What the exercise asks » Format every one of the entries below as a numbered list, omitting any blank lines.

Saved data »
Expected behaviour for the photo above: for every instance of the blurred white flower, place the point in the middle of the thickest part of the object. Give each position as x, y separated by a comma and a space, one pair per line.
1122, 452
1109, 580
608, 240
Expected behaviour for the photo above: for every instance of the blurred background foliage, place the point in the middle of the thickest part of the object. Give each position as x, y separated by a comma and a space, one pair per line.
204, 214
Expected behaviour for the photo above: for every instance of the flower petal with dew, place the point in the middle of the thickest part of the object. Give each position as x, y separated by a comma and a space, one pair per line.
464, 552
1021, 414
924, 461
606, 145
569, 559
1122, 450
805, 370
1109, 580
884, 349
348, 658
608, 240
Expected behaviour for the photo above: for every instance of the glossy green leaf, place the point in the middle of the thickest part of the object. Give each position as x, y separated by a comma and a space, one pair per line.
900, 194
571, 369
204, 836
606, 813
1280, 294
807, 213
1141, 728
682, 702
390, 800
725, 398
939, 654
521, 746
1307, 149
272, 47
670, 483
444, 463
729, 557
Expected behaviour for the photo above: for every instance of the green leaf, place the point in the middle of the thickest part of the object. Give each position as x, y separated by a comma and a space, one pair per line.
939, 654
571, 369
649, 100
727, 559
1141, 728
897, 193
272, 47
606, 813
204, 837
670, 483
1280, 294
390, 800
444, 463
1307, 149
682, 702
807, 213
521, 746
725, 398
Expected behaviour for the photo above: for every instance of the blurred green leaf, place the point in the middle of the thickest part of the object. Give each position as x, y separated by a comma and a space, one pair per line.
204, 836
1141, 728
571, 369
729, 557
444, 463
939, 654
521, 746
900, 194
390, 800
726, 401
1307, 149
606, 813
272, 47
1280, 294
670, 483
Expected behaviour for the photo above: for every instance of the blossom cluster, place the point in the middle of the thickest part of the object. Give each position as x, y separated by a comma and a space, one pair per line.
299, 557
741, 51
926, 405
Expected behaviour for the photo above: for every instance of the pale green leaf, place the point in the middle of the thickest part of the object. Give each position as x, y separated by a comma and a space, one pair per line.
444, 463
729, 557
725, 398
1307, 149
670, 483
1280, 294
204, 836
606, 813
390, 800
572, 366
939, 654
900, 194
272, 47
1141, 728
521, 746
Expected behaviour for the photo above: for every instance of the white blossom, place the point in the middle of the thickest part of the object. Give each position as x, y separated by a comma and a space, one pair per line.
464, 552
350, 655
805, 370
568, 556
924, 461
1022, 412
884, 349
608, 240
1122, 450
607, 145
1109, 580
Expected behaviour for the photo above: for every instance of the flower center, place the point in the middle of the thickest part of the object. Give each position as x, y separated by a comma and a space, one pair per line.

Correct result »
1. Expected behaviour for the photo above: for every instance of the blurred white flower, place the point in the middle of the thickest part of the object. Give each position as x, y separated by a comma and a space, one pair per line.
2. 1122, 452
3. 1109, 580
4. 608, 240
5. Expected behaviour for the photo above: for every instance of the blurred background foliage, place the point in the middle of the thickest part of the object. Give each position as x, y separated by a comma and a space, one pair per line.
6. 204, 214
7. Expected behaviour for the photo above: for every instance of the flower petal with dew, place the point in the middle of the thickest part of the object. Give each position as x, y separated by a comma and a space, one pair per line.
8. 464, 552
9. 1021, 414
10. 924, 461
11. 606, 145
12. 569, 559
13. 1122, 450
14. 805, 370
15. 1109, 580
16. 884, 349
17. 348, 658
18. 608, 240
19. Expected behaviour for the photo above: for every instance of the glossy green leaf, place the point in the middle of the thickest part of the object. Give each position as x, y separated by a comma and a space, one pair per line.
20. 900, 194
21. 571, 369
22. 204, 836
23. 606, 813
24. 1280, 294
25. 807, 213
26. 1141, 728
27. 682, 702
28. 390, 800
29. 725, 398
30. 939, 654
31. 521, 746
32. 1307, 149
33. 272, 47
34. 670, 483
35. 444, 463
36. 729, 557
37. Expected behaviour for the photo above: for every instance of the green leaf, place the point in the middle of the thickest part of the object. Give each position as x, y separated by a comma and a space, one pair per line.
38. 939, 654
39. 571, 369
40. 649, 100
41. 727, 559
42. 1141, 728
43. 897, 193
44. 272, 47
45. 606, 813
46. 204, 837
47. 670, 483
48. 1280, 294
49. 390, 800
50. 444, 463
51. 1307, 149
52. 682, 702
53. 807, 213
54. 521, 746
55. 725, 398
56. Expected behaviour for the photo above: for every instance of the blurred green leaf, place the point in the middle of the thickest part of the object. Give each position as x, y separated by a comma and a space, one pair per line.
57. 204, 836
58. 1141, 728
59. 571, 369
60. 729, 557
61. 444, 463
62. 939, 654
63. 521, 746
64. 900, 194
65. 390, 800
66. 726, 401
67. 1307, 149
68. 606, 813
69. 272, 47
70. 1280, 294
71. 670, 483
72. Expected behaviour for the photo above: for every instance of the blossom cluster, place the point in the middle of the thickest part of the object. Give each position as x, y separated by a comma and a space, one pair per line.
73. 299, 557
74. 741, 51
75. 926, 405
76. Expected behaviour for the photo above: for every instance of the pale green leaf, place the point in the middle of the thickest part of the object. Give each position as x, y separated by a comma and a space, one pair per line.
77. 444, 463
78. 729, 557
79. 725, 398
80. 1307, 149
81. 670, 483
82. 1280, 294
83. 204, 836
84. 606, 813
85. 390, 800
86. 572, 366
87. 939, 654
88. 900, 194
89. 272, 47
90. 1141, 728
91. 521, 746
92. Expected behaviour for the photo above: for every instance of the white blossom, place the point in the middle of the thickest part of the object. Give each position as x, y separated by a comma and a space, one pair per line.
93. 464, 552
94. 350, 655
95. 805, 370
96. 568, 556
97. 924, 461
98. 1022, 412
99. 884, 349
100. 608, 240
101. 1122, 450
102. 607, 145
103. 1109, 580
104. Expected behaviour for the photo above: for every instance of the flower center, place the point in the middle of the thickest part of the object. Give each position as x, y separated by a comma and a space, one pair per line.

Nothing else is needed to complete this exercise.